> RECORDS FOR THE EXERCISE

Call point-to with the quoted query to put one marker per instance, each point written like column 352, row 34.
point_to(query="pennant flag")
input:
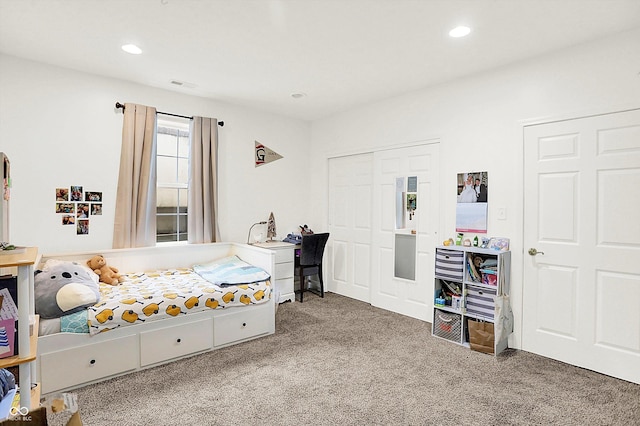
column 265, row 155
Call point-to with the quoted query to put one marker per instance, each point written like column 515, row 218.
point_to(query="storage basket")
column 481, row 301
column 449, row 264
column 447, row 326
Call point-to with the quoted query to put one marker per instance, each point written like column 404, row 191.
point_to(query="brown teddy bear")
column 107, row 274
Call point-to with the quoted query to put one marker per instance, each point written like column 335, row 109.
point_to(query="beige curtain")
column 135, row 219
column 203, row 181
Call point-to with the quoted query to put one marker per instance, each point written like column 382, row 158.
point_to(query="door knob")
column 533, row 251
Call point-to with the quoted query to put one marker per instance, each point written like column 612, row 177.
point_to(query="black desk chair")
column 310, row 261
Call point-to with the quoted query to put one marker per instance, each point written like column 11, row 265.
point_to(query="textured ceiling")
column 340, row 53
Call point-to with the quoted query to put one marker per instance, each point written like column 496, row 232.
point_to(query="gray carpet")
column 339, row 361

> TASK TO CARRY OUT
Reproduce the listing from its first line through the line that contains "column 533, row 251", including both of those lines. Leave the pictures out of your copy.

> THE OUTPUT
Call point-to with the quoted query to put one marker per instance, each point written like column 352, row 34.
point_to(query="pennant flag")
input:
column 265, row 155
Call point-to with the quoted query to put one marker per instance, each point written like column 515, row 218.
point_to(query="storage basket")
column 481, row 301
column 449, row 264
column 447, row 326
Call point-to with the quoted query to put one marker per instance, each point written like column 404, row 191.
point_to(query="brown teddy bear")
column 107, row 274
Call point-to with the quoted query to put one marker per instance, each point written like column 335, row 109.
point_to(query="beige curtain")
column 135, row 219
column 203, row 181
Call point-to with the quoted query to put one marker per instance, each point written like column 382, row 158.
point_to(query="door knob")
column 533, row 251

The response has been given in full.